§ **PROMPT**:
Reproduce verbatim the lines from the one containing "A single point marks each instance of the lightning" through the one containing "<point>164,59</point>", both included.

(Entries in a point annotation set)

## Begin

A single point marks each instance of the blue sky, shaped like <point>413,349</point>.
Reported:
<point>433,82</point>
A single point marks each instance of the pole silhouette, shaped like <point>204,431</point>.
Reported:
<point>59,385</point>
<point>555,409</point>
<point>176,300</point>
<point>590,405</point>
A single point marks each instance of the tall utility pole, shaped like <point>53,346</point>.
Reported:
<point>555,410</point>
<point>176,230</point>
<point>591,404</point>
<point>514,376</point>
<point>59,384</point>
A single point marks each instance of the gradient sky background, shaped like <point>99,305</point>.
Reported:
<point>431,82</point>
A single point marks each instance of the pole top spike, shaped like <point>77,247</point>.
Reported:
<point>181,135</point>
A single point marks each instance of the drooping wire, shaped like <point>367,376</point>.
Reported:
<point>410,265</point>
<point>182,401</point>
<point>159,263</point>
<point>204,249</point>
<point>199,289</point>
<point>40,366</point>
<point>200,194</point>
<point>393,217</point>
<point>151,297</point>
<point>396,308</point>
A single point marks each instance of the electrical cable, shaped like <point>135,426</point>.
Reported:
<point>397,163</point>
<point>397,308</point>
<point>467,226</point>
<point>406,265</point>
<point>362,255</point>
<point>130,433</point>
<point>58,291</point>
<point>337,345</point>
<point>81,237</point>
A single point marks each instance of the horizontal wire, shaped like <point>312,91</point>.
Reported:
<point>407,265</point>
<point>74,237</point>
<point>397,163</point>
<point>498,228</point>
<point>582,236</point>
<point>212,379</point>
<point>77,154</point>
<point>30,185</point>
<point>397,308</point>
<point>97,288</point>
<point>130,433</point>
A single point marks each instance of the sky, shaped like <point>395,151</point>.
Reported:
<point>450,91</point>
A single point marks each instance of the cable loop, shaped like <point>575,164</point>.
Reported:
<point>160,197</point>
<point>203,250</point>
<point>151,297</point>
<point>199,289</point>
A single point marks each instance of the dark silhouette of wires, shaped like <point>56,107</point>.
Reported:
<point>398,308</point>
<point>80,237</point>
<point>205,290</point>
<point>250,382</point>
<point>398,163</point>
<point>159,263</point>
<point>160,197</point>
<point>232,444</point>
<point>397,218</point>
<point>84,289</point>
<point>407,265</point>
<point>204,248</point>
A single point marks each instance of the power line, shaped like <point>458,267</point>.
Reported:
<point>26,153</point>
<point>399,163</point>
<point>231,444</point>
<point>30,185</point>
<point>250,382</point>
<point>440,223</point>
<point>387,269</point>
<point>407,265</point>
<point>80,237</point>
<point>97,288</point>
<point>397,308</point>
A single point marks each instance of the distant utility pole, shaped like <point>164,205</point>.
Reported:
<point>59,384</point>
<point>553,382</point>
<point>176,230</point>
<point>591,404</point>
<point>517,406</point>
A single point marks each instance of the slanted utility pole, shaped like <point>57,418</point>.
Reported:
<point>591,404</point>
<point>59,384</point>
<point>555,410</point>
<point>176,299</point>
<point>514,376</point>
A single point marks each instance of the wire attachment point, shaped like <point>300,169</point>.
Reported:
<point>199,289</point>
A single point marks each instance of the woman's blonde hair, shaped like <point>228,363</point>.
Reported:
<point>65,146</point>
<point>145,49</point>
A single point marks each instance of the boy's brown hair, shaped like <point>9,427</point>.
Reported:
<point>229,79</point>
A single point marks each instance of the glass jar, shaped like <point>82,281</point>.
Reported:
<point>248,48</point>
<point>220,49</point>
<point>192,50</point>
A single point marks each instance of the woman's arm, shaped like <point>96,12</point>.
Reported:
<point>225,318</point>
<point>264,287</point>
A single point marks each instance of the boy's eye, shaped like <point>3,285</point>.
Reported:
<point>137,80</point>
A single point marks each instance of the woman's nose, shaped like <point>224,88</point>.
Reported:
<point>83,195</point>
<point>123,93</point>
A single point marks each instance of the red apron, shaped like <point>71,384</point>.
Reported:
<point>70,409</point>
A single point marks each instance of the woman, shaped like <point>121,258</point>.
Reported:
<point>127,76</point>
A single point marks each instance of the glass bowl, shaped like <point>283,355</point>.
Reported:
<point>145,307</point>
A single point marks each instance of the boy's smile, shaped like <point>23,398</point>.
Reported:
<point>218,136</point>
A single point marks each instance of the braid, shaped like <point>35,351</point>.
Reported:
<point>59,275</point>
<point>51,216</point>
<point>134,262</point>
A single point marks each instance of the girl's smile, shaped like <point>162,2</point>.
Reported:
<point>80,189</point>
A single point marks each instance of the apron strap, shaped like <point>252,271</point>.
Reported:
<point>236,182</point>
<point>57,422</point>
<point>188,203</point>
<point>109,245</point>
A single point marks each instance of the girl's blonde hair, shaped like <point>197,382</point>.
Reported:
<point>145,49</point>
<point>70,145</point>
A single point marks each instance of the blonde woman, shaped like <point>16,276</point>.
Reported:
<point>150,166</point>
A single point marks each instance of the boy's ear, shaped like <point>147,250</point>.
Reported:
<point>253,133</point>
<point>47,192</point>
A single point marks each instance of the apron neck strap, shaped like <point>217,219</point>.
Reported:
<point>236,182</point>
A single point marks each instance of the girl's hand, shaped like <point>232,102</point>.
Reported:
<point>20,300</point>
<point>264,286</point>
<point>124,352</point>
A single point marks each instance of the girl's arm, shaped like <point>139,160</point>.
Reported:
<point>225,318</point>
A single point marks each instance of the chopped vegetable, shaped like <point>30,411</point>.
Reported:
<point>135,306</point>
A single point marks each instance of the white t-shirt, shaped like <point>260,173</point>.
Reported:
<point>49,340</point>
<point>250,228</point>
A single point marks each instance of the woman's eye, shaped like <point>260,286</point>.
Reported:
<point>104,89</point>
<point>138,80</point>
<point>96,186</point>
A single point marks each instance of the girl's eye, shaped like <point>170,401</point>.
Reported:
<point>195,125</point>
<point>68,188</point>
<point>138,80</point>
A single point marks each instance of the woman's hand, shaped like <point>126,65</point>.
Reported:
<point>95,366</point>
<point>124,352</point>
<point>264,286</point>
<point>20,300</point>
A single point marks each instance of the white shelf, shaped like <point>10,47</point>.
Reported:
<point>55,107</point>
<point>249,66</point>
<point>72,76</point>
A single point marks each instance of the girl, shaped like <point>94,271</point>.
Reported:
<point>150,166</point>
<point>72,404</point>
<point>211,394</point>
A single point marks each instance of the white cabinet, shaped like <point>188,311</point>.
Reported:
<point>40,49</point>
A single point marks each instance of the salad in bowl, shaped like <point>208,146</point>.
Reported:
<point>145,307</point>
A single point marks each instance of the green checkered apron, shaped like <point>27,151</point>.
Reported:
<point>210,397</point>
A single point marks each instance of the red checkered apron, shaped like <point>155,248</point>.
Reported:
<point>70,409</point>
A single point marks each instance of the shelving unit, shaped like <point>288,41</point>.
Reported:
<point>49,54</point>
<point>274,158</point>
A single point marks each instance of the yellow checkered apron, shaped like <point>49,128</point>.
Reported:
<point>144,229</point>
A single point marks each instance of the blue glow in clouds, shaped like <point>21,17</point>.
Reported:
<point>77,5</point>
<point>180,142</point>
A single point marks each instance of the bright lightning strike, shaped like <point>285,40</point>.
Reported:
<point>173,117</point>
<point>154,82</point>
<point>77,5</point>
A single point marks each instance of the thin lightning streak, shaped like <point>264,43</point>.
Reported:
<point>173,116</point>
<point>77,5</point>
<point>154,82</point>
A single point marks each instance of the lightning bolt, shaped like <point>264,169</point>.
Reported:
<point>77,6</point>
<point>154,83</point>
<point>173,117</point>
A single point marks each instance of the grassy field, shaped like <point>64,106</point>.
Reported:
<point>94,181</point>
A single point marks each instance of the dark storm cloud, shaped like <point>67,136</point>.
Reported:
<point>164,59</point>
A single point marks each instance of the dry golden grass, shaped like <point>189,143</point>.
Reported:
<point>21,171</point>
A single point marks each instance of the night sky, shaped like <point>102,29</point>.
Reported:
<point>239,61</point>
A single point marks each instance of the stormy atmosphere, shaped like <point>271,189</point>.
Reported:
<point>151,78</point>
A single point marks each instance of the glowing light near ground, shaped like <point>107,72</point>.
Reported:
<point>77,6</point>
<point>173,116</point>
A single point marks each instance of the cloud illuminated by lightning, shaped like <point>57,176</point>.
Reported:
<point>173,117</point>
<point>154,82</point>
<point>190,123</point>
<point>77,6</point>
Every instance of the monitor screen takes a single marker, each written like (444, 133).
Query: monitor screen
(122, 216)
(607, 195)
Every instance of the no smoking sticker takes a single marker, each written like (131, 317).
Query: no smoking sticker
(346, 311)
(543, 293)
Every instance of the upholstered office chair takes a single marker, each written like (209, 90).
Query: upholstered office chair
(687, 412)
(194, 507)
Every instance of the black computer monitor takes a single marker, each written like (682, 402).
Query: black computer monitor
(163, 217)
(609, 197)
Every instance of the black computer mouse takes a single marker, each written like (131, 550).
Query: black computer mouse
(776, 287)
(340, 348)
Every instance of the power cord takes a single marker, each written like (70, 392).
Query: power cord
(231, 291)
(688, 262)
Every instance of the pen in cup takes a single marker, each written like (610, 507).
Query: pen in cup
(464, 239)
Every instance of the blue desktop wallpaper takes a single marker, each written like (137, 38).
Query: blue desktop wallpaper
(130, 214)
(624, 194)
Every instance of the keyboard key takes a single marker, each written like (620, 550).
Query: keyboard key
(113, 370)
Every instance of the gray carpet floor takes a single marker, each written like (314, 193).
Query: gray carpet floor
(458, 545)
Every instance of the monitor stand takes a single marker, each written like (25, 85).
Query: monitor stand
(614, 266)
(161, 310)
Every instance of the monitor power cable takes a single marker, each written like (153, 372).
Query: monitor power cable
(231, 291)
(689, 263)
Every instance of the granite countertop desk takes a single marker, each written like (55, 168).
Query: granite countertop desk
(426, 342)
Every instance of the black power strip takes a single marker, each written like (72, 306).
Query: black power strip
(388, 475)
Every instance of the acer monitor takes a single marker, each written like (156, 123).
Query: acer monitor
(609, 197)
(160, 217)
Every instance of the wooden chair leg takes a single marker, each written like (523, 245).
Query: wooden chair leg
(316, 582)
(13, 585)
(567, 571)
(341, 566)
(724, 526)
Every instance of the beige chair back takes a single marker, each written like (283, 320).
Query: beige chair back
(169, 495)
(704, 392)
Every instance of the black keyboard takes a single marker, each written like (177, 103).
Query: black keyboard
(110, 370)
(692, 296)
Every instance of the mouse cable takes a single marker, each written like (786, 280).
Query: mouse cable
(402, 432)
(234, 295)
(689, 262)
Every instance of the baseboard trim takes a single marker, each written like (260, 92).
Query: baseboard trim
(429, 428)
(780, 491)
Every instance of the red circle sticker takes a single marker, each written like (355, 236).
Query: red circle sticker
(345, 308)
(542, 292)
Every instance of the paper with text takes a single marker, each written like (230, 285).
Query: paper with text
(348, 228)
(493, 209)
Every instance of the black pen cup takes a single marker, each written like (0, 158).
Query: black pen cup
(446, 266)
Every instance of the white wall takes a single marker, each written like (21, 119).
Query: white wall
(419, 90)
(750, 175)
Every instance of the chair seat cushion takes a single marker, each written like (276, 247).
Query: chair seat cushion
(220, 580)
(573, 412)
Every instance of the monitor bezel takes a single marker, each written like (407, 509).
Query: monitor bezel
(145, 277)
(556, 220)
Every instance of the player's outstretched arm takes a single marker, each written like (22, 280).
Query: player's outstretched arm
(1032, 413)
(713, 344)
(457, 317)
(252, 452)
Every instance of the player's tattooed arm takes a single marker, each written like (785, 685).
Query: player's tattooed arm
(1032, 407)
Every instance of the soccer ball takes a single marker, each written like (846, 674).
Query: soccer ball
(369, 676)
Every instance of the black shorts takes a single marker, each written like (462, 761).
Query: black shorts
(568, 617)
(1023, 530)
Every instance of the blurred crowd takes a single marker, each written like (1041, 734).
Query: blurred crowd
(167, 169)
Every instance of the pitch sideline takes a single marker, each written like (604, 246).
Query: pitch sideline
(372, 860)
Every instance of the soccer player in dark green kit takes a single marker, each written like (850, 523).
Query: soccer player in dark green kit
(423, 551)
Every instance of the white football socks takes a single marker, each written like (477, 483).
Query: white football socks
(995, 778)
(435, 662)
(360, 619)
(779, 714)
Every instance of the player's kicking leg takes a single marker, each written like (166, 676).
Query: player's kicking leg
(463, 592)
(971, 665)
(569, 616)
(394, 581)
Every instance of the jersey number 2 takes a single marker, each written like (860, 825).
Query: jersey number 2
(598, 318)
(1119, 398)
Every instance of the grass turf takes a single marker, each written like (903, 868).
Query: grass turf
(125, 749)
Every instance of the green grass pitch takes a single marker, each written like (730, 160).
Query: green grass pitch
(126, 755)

## End

§ **RESPONSE**:
A single point marks each instance of the lightning bolt, shaped like <point>264,169</point>.
Reported:
<point>77,6</point>
<point>154,83</point>
<point>173,117</point>
A single point marks each instance of the grassy field, shaped like <point>64,106</point>.
Reported:
<point>94,181</point>
A single point marks each instance of the dark storm cloud, shaped like <point>67,136</point>.
Reported:
<point>164,59</point>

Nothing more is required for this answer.